**Problems and tasks**.
A: Answer these questions from the essay about moving:
(i) How many times has the narrator moved?
(ii) How old was the narrator at the last move?
(iii) What kept the narrator from sleeping much during the first week and a half in the new house?
B: From the essay about moving, copy the passage from "I've moved quite" up to and including "ahem hide, them?", word for word.

**Selected text**.
• • • • •

Native Americans Did It

by Orlando Manimal

I've moved quite a few times in my life—six to be exact. At first you're excited, then you realize what you're leaving behind and get depressed, then you pretend to play it cool in front of your parents to keep them complacent, and finally you get anxious once you arrive at the new digs. Which room is yours? Who are the neighbors? Are there any kids around that are my age? How can I impress them and fit in? Where did Mom pack all the potential blackmail photos/trinkets/stuffed animals/etc. from my baby years so I can burn, ahem hide, them?

While all of this was running through my mind when I moved for the last time at 14, I knew I had to get accustomed to the new house quick since high school was starting up again soon. Not that I was going to be a sophomore at a different school mind you; I just wanted to maintain some semblance of order in my life and be a normal teenager instead of dealing with all the uprooting, packing, and boxing just to go across town. Compared to the new development house we had moved from, the new house we were moving into was extremely old. I’m talking pre-Civil War era old. As was the case, I had to promptly acquiesce to the layout of the place and some of its quirks. For example, for the first week and a half we lived there I didn't sleep much because the heating pipes at the bottom of every room creaked and banged. It seriously sounded like David the Gnome was having an orgy in our floor ducts with his family and Swift the Fox. This was also the first house I lived in with wooden floors and stairs. Needless to say, we were pretty much able to find each other anywhere in the house by echolocation. Last but certainly not least, as with all old wooden houses, doors tend to expand in warmer weather and can sometimes stick or fail to open at all. I learned this all too well one fateful afternoon.

• • • • •

**Dataset section**.

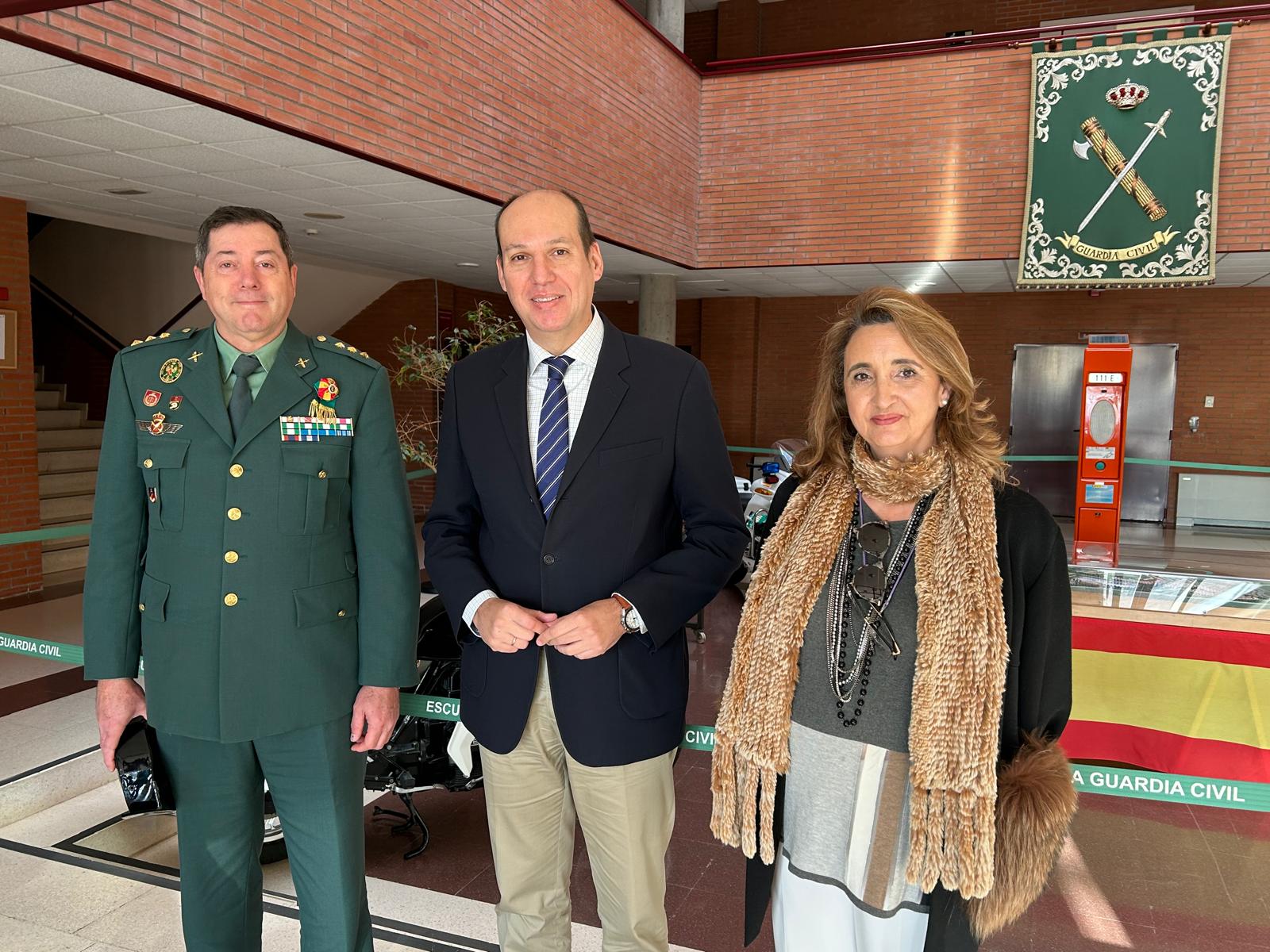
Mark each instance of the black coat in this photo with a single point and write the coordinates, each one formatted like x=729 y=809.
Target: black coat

• • • • •

**Final results**.
A:
(i) Six times.
(ii) 14.
(iii) The heating pipes at the bottom of every room creaked and banged.

B:
I've moved quite a few times in my life—six to be exact. At first you're excited, then you realize what you're leaving behind and get depressed, then you pretend to play it cool in front of your parents to keep them complacent, and finally you get anxious once you arrive at the new digs. Which room is yours? Who are the neighbors? Are there any kids around that are my age? How can I impress them and fit in? Where did Mom pack all the potential blackmail photos/trinkets/stuffed animals/etc. from my baby years so I can burn, ahem hide, them?